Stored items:
## begin

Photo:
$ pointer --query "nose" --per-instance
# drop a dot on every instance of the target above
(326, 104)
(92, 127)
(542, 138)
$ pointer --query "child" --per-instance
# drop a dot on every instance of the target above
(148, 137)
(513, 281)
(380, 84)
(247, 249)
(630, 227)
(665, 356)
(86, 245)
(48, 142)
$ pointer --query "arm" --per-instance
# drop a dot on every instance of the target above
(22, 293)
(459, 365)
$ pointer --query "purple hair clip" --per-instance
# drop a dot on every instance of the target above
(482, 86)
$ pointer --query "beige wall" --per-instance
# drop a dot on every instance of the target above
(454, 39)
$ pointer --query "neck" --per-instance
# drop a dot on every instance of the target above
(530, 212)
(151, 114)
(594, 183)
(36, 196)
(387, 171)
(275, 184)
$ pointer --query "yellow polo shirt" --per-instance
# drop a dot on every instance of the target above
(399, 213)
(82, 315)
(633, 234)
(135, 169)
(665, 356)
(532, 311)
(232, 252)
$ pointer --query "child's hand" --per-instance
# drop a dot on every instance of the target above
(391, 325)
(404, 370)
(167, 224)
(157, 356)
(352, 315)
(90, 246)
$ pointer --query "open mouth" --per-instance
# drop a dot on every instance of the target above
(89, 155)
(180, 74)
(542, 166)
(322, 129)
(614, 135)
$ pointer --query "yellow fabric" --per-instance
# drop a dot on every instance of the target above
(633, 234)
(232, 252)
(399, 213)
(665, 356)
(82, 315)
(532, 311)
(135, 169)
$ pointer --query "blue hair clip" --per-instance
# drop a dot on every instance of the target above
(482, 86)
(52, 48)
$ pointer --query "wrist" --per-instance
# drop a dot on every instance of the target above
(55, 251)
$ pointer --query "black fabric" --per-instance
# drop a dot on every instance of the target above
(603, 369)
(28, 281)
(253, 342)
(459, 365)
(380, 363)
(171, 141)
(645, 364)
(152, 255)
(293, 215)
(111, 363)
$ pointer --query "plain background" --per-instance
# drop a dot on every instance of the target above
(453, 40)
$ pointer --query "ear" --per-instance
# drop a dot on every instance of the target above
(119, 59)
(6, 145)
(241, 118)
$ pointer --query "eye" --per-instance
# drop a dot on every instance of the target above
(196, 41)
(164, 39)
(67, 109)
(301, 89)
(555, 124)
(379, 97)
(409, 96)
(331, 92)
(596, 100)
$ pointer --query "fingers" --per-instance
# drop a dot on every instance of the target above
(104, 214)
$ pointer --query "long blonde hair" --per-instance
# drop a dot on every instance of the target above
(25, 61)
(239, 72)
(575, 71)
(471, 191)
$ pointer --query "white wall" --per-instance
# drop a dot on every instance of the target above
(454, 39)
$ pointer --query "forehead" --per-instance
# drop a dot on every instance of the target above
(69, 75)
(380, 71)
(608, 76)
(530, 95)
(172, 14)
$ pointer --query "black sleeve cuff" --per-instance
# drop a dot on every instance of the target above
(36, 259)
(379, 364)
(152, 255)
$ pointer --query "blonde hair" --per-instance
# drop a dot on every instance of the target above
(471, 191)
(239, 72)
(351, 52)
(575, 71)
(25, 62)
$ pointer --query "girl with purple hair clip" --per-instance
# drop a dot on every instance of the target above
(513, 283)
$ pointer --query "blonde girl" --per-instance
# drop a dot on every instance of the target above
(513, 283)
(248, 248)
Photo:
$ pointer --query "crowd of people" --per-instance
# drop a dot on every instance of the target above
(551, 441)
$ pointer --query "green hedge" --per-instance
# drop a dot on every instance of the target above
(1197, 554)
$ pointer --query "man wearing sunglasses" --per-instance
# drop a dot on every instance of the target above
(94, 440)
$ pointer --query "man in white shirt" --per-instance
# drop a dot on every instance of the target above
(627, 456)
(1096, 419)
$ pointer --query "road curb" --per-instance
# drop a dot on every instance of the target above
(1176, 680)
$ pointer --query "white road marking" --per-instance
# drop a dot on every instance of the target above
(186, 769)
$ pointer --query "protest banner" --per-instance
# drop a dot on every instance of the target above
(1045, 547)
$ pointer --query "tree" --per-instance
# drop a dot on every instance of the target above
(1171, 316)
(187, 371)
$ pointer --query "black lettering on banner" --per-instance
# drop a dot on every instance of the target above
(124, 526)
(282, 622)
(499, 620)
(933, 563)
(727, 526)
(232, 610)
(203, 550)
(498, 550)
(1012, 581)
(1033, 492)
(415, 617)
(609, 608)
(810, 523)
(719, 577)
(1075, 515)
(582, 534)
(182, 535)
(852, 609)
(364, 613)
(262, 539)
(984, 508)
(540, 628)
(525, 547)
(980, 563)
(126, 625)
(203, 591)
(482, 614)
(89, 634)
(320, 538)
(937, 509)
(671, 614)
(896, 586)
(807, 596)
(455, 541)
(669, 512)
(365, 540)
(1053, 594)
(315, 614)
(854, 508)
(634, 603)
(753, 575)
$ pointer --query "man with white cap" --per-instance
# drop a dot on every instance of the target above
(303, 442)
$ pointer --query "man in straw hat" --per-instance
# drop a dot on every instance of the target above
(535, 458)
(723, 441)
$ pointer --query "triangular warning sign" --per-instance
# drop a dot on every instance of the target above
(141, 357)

## end

▶ [TASK PROMPT] Your task is to transcribe the listing above in full, exactly as given.

▶ [ANSWER BELOW]
Photo:
$ pointer --query "nose" --per-instance
# drop a dot on every instance of the target above
(326, 104)
(92, 127)
(542, 138)
$ pointer --query "child" --per-instance
# drop a dot on every instance of the target above
(148, 137)
(513, 281)
(380, 84)
(247, 249)
(630, 227)
(665, 356)
(86, 245)
(48, 142)
$ pointer --query "arm" --per-instance
# drop a dot on every instance of the target above
(22, 293)
(459, 365)
$ pointer --query "purple hair clip" --per-instance
# drop a dot on every instance of the target above
(482, 86)
$ pointer --query "beige wall" --per-instance
# drop a dot on every instance of the target above
(454, 39)
$ pointer --query "neck" --per-instance
# drop a dot on every instance of the target above
(530, 212)
(151, 114)
(594, 183)
(36, 196)
(387, 171)
(275, 184)
$ pointer --query "yellow polo shirt" --per-instance
# drop a dot on every instance of the target above
(399, 213)
(82, 315)
(633, 234)
(135, 169)
(665, 356)
(532, 311)
(232, 252)
$ pointer --query "child's hand" --per-instance
# drop a dot on every instance of the target above
(391, 325)
(404, 370)
(167, 224)
(157, 356)
(352, 315)
(90, 246)
$ pointer --query "open mouth" --per-instance
# drop a dot on every instance of the target above
(89, 155)
(180, 74)
(542, 166)
(322, 129)
(614, 135)
$ pointer --query "yellow fabric" --per-instance
# drop a dot on every instance of the target above
(633, 234)
(232, 252)
(399, 213)
(665, 356)
(82, 315)
(532, 311)
(135, 169)
$ pointer --query "blue hair clip" --per-instance
# drop a dot on every instance of the target above
(482, 86)
(52, 48)
$ pointer --query "wrist" --per-instance
# drop a dot on every instance of the target above
(55, 251)
$ pointer --query "black fabric" --per-instance
# drop a dot on every instance of the target above
(603, 369)
(28, 281)
(253, 342)
(459, 365)
(380, 363)
(171, 141)
(645, 364)
(152, 255)
(293, 215)
(111, 363)
$ pointer --query "plain background" --per-instance
# drop a dot on every instance of the target above
(453, 40)
$ pointer --query "ear" --per-instance
# drop a dot on every instance of the target above
(119, 59)
(6, 145)
(241, 118)
$ pointer --query "eye" --per-instance
# drop a dot on every instance of the target above
(196, 41)
(164, 39)
(67, 109)
(301, 89)
(555, 124)
(379, 97)
(409, 96)
(331, 92)
(596, 100)
$ pointer --query "fingers" --per-instance
# drop a dot on every instance of the target above
(104, 214)
$ pointer --query "long blonde hair" --per-instance
# drop a dot on every instance of the target above
(25, 61)
(239, 72)
(575, 71)
(471, 191)
$ pointer --query "white wall" --per-instance
# drop a dot on every instance of the target above
(454, 39)
$ pointer --query "forehead" --per-instance
# drop a dot on every instance of the target above
(69, 75)
(380, 71)
(608, 76)
(530, 95)
(172, 14)
$ pointer --query "black sleeve cuff" --per-instance
# drop a dot on every instance of the target above
(36, 259)
(379, 364)
(152, 255)
$ pointer --query "blonde hair" --per-instance
# drop a dot on every instance of the target above
(471, 191)
(239, 72)
(351, 52)
(575, 71)
(25, 62)
$ pointer --query "girl with purple hair clip" --per-instance
# drop a dot on every instance of the target above
(513, 283)
$ pointer --query "blonde girl" --per-instance
# drop a dot on every instance of the target above
(513, 283)
(248, 248)
Photo:
$ pointer --query "crowd of people" --per-instance
# drop a dot on every instance of the target above
(551, 441)
$ pointer --query "green hedge" --per-instance
# drop a dot on every instance of the target above
(1197, 554)
$ pointer --query "man wearing sunglasses" --per-instance
# drop a dot on every instance of the target above
(94, 440)
$ pointer --query "man in white shirt" --per-instance
# drop a dot on every instance of the target above
(627, 456)
(1096, 419)
$ pointer --query "road curb" --per-instance
# drop a dot on every instance of the target above
(1176, 680)
$ pointer --query "white road marking" --per-instance
# drop a dot on every instance of the target above
(186, 769)
$ pointer --query "protest banner" --per-instance
# drop a dot on every instance of the target above
(1045, 547)
$ pointer --query "tree" --per-instance
# drop a dot on every instance of the target above
(1171, 316)
(187, 371)
$ pointer --query "black lettering on banner" --per-instance
# drop a dot on every instance of the target above
(124, 526)
(282, 622)
(499, 620)
(933, 563)
(727, 526)
(232, 610)
(203, 550)
(498, 550)
(1012, 581)
(1033, 492)
(415, 617)
(609, 608)
(810, 523)
(719, 577)
(1075, 515)
(582, 534)
(182, 535)
(852, 609)
(364, 613)
(262, 539)
(984, 508)
(540, 628)
(525, 547)
(980, 563)
(126, 625)
(203, 591)
(482, 614)
(89, 634)
(320, 538)
(937, 509)
(671, 614)
(896, 586)
(807, 596)
(455, 541)
(669, 512)
(365, 540)
(1053, 594)
(315, 614)
(854, 508)
(634, 603)
(753, 575)
$ pointer --query "man with white cap" --per-instance
# drop a dot on every instance of the target above
(303, 442)
$ pointer --query "man in straw hat" --per-instance
# drop a dot on every instance of the target above
(535, 458)
(723, 441)
$ pointer --query "triangular warning sign" --per-instance
# drop a dot on every instance of the target above
(141, 357)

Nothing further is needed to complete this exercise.